WHAT TO DO:
1) Decide whether each statement (a), (b), and (c) below agrees with the blog post about 2004 technical books, and for each, give yes or no along with the words of the post that settle it.
(a) The site was deployed inside the network, which made it possible to reprint whole articles verbatim.
(b) Defensive Design for the Web presents 50 guidelines.
(c) Facts and Fallacies of Software Engineering ends with a list of fallacies and conclusions.
2) Answer the three short questions below using the blog post about 2004 technical books.
(a) In what year was the writer looking for ways to get familiar with PHP?
(b) In which city is 37 Signals based?
(c) Who wrote Facts and Fallacies of Software Engineering?

SOURCE DOCUMENT:
□ □ □
Waaaay back in 2004, I was looking for ways to get familiar with PHP. If you’ve glanced over the rest of this blog, you’ll have noticed I also spend an inordinate amount of time reading. So, a small micro-site of suggestions to my co-workers was born.

I look back on that code now and both cringe and smile. It wasn’t enterprise-ready, but it did the job with a minimum of fuss.

Because I was able to deploy this inside the network, I could reprint entire articles verbatim. Of course, I can’t do this here, so only my commentary on the books and links discussed remains.

Part of the design goals of this blog is to start collecting things I’ve written in the past. Eventually, I’ll use Lulu to publish a one-time book for myself.

So, without either the PHP code or further ado, here’s the technical books I was reading in 2004.

README: 2004. An informal selection

Originally, this was just going to be an informal email. And then I installed PHP 5, and things got a wee bit out of hand.

At my first tech job, my manager gave me this advice: “There are no wrong or stupid questions. No one can know everything about this. Never stop asking.” Best advice I’ve received about this crazy industry.

This is my informal list of the best answers I’ve received to all the questions I asked this year. You probably didn’t ask the ones I did, and I probably asked a few that I shouldn’t have. I hope some of the answers below help with some of your questions.

Peace
J

Best Design Book

Defensive Design for the Web. 37 Signals.

37 Signals is a sharp, talented web shop based in Chicago. They have an impressive client list and an engaging, informal style that blends user experience, graphic design and application development (they make a point of hiring folk who have both technical and creative skills).

Defensive Design for the Web is their offering in the experience design space, focussing primarily on contingency design, a home-brew phrase they use to describe designing error messages, user help, search feedback and other software crisis points. They present 40 guidelines to help people through server hiccups, missing information, finding products, and generally recovering from errors.

Like the company, the book is to the point, lively, and well-designed. It’s main focus is that customer service, a consistent message, and proper branding are nowhere more critical than a failure point. Offering clear instructions and alternatives can lead to positive word-of-mouth and customer retention.

I highly recommend this book. There is a supporting web site and sample chapter.

Best Software Book

Facts and Fallacies of Software Engineering. Robert Glass.

Looking across the entire landscape of software engineering, Robert Glass examines the fundamental principles of software development. Each fact is short and precise, focussing on a particular topic, presenting contrasting viewpoints, and offering sources for further reading. Glass Ends the book with a list of fallacies and conclusions.

Developers, managers and testers will all find something interesting here. Glass takes many of the sacred cows of programming and management (estimation, budgeting, requirements analysis, methodology, and testing) and turns them inside out, exposing common sense and overlooked insight at every turn.
□ □ □
RECORDED DATA:

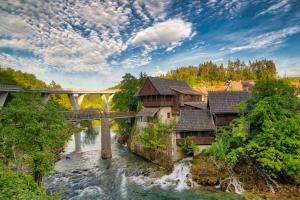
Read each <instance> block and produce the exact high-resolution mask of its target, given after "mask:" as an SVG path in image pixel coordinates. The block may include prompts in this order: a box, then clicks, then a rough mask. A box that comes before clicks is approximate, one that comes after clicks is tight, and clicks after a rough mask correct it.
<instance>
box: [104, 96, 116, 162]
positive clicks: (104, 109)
mask: <svg viewBox="0 0 300 200" xmlns="http://www.w3.org/2000/svg"><path fill="white" fill-rule="evenodd" d="M113 96H114V95H110V96H109V98H108V99H107V98H106V96H105V95H102V96H101V98H102V100H103V102H104V114H106V113H108V112H109V107H110V103H111V101H112V98H113ZM101 158H102V159H109V158H112V153H111V135H110V123H109V118H103V119H102V121H101Z"/></svg>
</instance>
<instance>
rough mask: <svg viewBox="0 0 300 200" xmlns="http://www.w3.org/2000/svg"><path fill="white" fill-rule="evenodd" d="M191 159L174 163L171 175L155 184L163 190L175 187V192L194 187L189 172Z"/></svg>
mask: <svg viewBox="0 0 300 200" xmlns="http://www.w3.org/2000/svg"><path fill="white" fill-rule="evenodd" d="M192 159H193V158H191V157H189V158H185V159H183V160H181V161H179V162H178V163H175V165H174V170H173V171H172V173H171V174H169V175H165V176H163V177H161V178H160V179H158V180H156V181H155V184H159V185H160V186H161V187H163V188H166V187H172V186H173V187H174V186H175V189H176V190H183V189H188V188H190V187H192V186H194V183H193V180H192V175H191V172H190V171H191V167H192V163H191V161H192Z"/></svg>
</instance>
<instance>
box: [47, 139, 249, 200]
mask: <svg viewBox="0 0 300 200" xmlns="http://www.w3.org/2000/svg"><path fill="white" fill-rule="evenodd" d="M85 137H86V136H85V134H82V152H81V153H73V152H72V151H73V150H74V141H73V140H71V141H69V142H68V144H67V146H66V148H65V152H64V153H63V154H62V155H61V158H62V159H61V160H59V161H58V162H57V163H56V165H55V171H54V172H53V173H52V174H51V175H50V176H48V177H46V178H45V180H44V182H43V183H44V186H45V187H46V188H47V192H48V194H53V193H55V192H58V193H60V194H61V198H62V199H73V200H74V199H77V200H80V199H101V200H106V199H107V200H108V199H118V200H122V199H124V200H127V199H143V200H153V199H185V200H193V199H199V200H213V199H225V200H242V199H244V197H243V196H242V195H237V194H233V193H224V192H220V191H212V190H210V189H206V188H203V187H199V188H198V187H194V188H192V187H189V186H188V184H189V183H188V181H186V180H189V179H190V178H187V174H190V173H189V171H190V160H184V161H183V162H179V163H177V164H176V166H175V167H174V170H173V171H172V172H171V173H170V172H167V171H166V170H164V169H163V168H161V167H159V166H158V165H155V164H153V163H151V162H148V161H146V160H145V159H142V158H140V157H138V156H136V155H135V154H133V153H131V152H130V151H129V149H128V148H127V146H126V145H120V144H118V143H117V141H116V140H114V137H113V138H112V144H111V145H112V155H113V157H112V159H111V160H102V159H101V158H100V149H101V146H100V144H101V141H100V137H99V134H97V136H96V137H95V138H94V139H93V140H90V142H89V143H84V141H85ZM188 176H189V177H190V175H188ZM178 180H179V181H178ZM183 186H184V187H183Z"/></svg>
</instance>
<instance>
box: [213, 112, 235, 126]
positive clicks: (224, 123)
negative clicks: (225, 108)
mask: <svg viewBox="0 0 300 200" xmlns="http://www.w3.org/2000/svg"><path fill="white" fill-rule="evenodd" d="M213 117H214V121H215V125H216V126H228V125H229V124H230V122H231V121H232V120H234V119H235V118H237V117H238V114H237V113H226V114H214V115H213Z"/></svg>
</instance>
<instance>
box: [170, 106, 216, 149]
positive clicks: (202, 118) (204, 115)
mask: <svg viewBox="0 0 300 200" xmlns="http://www.w3.org/2000/svg"><path fill="white" fill-rule="evenodd" d="M174 130H175V132H176V143H177V144H179V143H180V142H181V141H183V140H184V138H186V137H188V136H191V137H192V138H193V141H194V143H195V144H197V145H210V144H212V142H213V141H214V137H215V130H216V127H215V124H214V121H213V118H212V116H211V114H210V113H209V111H208V110H181V111H180V118H179V121H178V123H177V124H176V127H175V129H174Z"/></svg>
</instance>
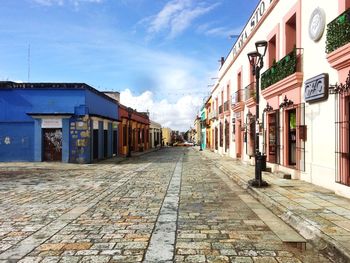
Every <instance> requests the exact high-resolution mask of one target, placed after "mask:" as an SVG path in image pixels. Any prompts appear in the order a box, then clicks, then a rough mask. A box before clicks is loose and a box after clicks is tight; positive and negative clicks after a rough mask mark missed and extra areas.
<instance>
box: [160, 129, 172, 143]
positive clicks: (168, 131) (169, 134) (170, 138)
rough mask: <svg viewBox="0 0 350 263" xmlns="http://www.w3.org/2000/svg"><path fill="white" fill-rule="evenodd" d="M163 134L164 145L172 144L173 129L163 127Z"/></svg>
mask: <svg viewBox="0 0 350 263" xmlns="http://www.w3.org/2000/svg"><path fill="white" fill-rule="evenodd" d="M162 136H163V142H164V146H170V145H171V144H172V140H171V139H172V138H171V129H170V128H162Z"/></svg>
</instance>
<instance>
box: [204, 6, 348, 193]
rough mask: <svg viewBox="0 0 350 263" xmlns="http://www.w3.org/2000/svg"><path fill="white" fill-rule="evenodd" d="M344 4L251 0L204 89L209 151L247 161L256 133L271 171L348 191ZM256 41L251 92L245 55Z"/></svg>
mask: <svg viewBox="0 0 350 263" xmlns="http://www.w3.org/2000/svg"><path fill="white" fill-rule="evenodd" d="M349 8H350V1H349V0H338V1H302V0H291V1H281V0H261V1H260V2H259V4H258V6H257V8H256V10H255V11H254V13H253V14H252V16H251V18H250V19H249V20H248V21H247V24H246V26H245V27H244V29H243V31H242V33H241V35H240V36H239V37H238V39H237V41H236V43H235V44H234V45H233V47H232V49H231V51H230V53H229V54H228V56H227V57H226V58H225V59H224V60H222V64H221V67H220V70H219V72H218V81H217V82H216V84H215V86H214V89H213V91H212V107H211V110H212V111H214V110H217V111H218V113H219V114H218V115H219V116H218V120H215V121H214V122H213V127H212V129H211V130H212V132H213V134H214V136H213V137H214V150H215V151H216V152H218V153H219V154H228V155H229V156H231V157H233V158H238V159H241V160H242V161H245V162H251V163H253V160H254V155H255V151H254V144H255V133H257V135H258V138H259V142H260V144H259V149H260V151H261V152H262V153H263V154H264V155H265V156H266V159H267V166H268V167H270V168H271V169H272V171H279V172H283V173H288V174H290V175H291V176H292V178H294V179H302V180H305V181H308V182H311V183H314V184H317V185H321V186H324V187H326V188H329V189H332V190H334V191H335V192H337V193H339V194H342V195H345V196H350V190H349V186H350V161H349V156H350V154H349V153H350V146H349V145H350V143H349V137H350V136H349V123H350V121H349V117H348V116H349V114H348V113H349V112H350V106H349V105H350V103H349V101H350V100H349V96H348V94H349V93H348V87H349V85H350V77H349V69H350V68H349V65H350V59H349V57H350V55H349V54H350V52H349V51H350V49H349V48H350V45H349V42H350V35H349V33H348V32H349V31H348V28H349V23H350V22H349V11H348V9H349ZM261 40H265V41H267V43H268V46H267V52H266V54H265V56H264V57H263V61H264V66H263V68H262V69H261V77H260V79H259V84H260V90H259V94H256V92H255V87H256V83H255V76H254V74H253V67H252V66H251V65H250V63H249V60H248V58H247V54H248V53H249V52H252V51H255V50H256V47H255V43H256V42H257V41H261ZM257 96H259V112H260V114H259V115H260V116H256V112H255V107H256V101H257V100H256V98H257ZM227 104H229V106H227Z"/></svg>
□ □ □
EXPECTED RESPONSES:
1)
(a) Yes: "Because I was able to deploy this inside the network, I could reprint entire articles verbatim."
(b) No: "They present 40 guidelines to help people through server hiccups, missing information, finding products, and generally recovering from errors."
(c) Yes: "Glass Ends the book with a list of fallacies and conclusions."

2)
(a) 2004
(b) Chicago
(c) Robert Glass